**STATED PROBLEM**: Copy the material below line for line, with every character unchanged.

[Start of ENTRIES]

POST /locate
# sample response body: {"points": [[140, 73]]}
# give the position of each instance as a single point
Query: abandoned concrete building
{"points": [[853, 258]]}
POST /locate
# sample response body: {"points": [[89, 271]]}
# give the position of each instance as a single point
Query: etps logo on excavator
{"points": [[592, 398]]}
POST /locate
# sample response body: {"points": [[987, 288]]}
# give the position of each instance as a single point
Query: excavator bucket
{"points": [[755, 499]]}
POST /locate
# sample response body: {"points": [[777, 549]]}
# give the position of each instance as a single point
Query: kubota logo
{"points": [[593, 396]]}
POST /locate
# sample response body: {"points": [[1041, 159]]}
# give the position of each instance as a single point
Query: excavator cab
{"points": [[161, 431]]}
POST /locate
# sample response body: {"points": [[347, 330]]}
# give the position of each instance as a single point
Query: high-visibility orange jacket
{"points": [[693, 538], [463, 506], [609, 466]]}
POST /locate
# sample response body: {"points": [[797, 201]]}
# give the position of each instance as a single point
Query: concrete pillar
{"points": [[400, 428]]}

[End of ENTRIES]

**TASK OUTPUT**:
POST /locate
# sample response body: {"points": [[140, 73]]}
# give the position of each instance as a single point
Query: abandoned concrete building
{"points": [[853, 258]]}
POST /locate
# sample response body: {"points": [[89, 271]]}
# give the position of each instance as a single point
Query: etps logo on excavator
{"points": [[592, 398]]}
POST /locate
# sample response body: {"points": [[987, 288]]}
# give the position of each instance as a single point
Query: excavator bucket
{"points": [[755, 499]]}
POST /locate
# sample response body: {"points": [[777, 549]]}
# give the position of each instance as a single point
Query: kubota logo
{"points": [[593, 396]]}
POST /locate
# sample response body: {"points": [[1041, 159]]}
# give the position of each instance as a single point
Query: excavator cab
{"points": [[161, 431]]}
POST /locate
# sample response body: {"points": [[347, 330]]}
# give the position of each instance as a single point
Query: high-visibility orange jacket
{"points": [[693, 538], [463, 506], [609, 466]]}
POST /locate
# sample response body: {"points": [[797, 201]]}
# give the position of each instance as a single point
Query: concrete pillar
{"points": [[400, 428]]}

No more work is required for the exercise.